Wherever a line in the material contains the word "outline", copy that line.
--- START ---
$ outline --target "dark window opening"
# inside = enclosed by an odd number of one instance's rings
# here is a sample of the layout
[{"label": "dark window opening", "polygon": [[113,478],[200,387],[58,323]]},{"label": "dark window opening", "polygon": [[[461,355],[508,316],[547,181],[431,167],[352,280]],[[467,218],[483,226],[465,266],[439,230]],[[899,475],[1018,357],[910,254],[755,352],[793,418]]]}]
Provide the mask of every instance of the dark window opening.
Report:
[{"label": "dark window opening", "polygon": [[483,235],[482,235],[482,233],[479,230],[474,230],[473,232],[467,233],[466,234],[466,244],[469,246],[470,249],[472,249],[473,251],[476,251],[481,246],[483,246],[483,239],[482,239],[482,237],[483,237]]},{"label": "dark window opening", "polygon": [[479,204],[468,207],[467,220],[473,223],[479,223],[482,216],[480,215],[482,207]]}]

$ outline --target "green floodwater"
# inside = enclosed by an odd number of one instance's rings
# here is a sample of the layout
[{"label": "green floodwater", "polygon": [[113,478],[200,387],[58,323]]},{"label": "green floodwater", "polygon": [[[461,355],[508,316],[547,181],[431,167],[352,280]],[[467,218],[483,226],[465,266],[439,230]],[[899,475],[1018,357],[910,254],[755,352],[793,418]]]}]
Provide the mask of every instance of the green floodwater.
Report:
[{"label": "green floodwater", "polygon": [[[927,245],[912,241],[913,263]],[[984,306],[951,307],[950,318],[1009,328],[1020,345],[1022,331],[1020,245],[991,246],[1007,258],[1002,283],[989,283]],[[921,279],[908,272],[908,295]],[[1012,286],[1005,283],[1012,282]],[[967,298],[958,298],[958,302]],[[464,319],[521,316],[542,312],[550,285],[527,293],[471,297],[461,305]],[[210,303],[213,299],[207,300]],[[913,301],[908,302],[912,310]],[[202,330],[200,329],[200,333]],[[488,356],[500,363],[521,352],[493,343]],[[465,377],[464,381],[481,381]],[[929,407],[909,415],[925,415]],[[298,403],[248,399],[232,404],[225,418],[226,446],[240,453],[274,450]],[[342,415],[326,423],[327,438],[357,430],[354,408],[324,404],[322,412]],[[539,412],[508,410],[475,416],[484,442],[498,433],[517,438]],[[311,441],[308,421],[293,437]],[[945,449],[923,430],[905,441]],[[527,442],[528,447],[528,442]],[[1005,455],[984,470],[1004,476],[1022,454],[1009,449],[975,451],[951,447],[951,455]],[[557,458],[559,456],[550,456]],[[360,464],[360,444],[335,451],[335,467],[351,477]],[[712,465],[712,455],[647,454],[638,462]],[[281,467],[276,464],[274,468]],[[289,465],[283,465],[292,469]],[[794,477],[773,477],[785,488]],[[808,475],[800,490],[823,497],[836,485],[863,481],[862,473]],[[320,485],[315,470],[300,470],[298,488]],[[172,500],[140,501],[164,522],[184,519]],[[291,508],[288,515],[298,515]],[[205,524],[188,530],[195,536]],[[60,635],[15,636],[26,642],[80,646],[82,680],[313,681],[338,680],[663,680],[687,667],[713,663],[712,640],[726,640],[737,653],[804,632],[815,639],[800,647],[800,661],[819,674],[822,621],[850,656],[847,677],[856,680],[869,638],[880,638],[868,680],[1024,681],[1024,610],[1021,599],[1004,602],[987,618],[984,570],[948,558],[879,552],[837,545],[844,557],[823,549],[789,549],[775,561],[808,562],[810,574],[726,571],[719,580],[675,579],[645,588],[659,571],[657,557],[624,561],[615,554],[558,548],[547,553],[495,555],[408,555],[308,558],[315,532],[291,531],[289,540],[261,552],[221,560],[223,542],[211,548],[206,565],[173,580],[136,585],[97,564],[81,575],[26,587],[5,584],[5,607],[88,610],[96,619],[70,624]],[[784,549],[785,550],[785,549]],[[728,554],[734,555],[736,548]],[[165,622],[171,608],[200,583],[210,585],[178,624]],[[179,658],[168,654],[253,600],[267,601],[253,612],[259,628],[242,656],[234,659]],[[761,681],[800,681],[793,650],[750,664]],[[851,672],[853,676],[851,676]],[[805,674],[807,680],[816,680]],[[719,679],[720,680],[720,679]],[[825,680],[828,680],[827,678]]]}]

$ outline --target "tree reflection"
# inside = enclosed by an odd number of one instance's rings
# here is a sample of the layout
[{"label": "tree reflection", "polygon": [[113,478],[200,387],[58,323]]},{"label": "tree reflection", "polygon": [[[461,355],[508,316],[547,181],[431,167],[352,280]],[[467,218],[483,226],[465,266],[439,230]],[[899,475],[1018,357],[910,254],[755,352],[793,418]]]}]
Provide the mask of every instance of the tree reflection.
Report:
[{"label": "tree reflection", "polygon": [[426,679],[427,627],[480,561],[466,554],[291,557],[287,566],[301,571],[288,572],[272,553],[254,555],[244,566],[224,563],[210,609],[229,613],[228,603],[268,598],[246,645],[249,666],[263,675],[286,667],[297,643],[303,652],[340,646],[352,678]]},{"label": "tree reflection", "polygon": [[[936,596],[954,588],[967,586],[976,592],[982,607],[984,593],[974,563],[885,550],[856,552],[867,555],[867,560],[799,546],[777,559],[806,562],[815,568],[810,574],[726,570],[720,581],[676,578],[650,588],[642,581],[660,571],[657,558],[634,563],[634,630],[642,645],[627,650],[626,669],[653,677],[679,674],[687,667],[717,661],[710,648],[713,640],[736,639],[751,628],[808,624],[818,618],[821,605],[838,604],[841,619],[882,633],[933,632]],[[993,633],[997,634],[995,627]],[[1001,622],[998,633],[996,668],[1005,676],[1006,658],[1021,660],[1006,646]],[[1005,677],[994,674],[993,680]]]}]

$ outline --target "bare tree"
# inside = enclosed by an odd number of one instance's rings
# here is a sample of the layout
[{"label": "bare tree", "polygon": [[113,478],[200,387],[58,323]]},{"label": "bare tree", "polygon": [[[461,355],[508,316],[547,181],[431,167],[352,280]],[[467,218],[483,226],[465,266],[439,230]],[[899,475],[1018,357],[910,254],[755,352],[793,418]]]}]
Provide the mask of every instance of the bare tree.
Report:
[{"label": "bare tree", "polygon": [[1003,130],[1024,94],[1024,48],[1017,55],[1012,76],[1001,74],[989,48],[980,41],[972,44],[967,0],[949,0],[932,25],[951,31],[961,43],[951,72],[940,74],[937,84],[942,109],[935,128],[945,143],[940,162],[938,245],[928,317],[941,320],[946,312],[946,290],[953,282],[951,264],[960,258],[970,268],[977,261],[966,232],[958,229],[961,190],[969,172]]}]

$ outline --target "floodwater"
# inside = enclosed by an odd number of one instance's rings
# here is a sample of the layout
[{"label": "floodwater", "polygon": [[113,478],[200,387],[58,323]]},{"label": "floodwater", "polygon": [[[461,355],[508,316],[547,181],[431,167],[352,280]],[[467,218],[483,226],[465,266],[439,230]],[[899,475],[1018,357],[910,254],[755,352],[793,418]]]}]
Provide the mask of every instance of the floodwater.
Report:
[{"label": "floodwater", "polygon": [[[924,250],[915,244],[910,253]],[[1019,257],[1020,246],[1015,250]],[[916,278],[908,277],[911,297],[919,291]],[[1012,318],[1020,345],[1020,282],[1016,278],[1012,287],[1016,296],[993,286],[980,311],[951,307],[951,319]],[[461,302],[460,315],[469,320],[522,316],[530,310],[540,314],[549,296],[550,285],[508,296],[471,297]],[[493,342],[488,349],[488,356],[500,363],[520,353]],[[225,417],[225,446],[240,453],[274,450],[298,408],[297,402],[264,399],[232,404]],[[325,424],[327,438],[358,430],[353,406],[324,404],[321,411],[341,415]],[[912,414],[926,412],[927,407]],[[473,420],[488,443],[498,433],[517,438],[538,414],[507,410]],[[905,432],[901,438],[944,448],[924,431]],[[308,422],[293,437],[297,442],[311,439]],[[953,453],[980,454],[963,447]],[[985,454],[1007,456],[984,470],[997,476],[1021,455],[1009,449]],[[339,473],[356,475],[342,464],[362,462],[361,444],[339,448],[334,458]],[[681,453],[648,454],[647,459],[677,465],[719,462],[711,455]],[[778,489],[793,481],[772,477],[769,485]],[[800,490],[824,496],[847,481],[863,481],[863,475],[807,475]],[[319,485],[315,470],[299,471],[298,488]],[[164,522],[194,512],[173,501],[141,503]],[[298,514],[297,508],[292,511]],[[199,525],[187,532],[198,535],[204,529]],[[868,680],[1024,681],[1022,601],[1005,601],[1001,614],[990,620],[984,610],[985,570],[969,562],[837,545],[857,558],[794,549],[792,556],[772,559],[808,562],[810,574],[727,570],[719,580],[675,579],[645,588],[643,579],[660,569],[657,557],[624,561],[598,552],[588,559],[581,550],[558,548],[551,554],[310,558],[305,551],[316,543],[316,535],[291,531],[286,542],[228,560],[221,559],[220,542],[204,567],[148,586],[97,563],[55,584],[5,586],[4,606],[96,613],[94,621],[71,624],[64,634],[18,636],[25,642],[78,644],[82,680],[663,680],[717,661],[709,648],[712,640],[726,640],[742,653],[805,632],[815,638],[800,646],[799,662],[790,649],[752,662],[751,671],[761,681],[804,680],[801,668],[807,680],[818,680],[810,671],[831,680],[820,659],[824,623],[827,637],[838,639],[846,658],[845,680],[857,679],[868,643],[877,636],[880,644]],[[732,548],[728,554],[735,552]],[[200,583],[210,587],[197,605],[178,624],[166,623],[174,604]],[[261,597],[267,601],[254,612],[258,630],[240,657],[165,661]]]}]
--- END ---
WRITTEN ANSWER:
$ outline --target "dark window opening"
$ outline --target "green floodwater"
$ outline --target "tree reflection"
$ outline --target "bare tree"
$ outline --target "floodwater"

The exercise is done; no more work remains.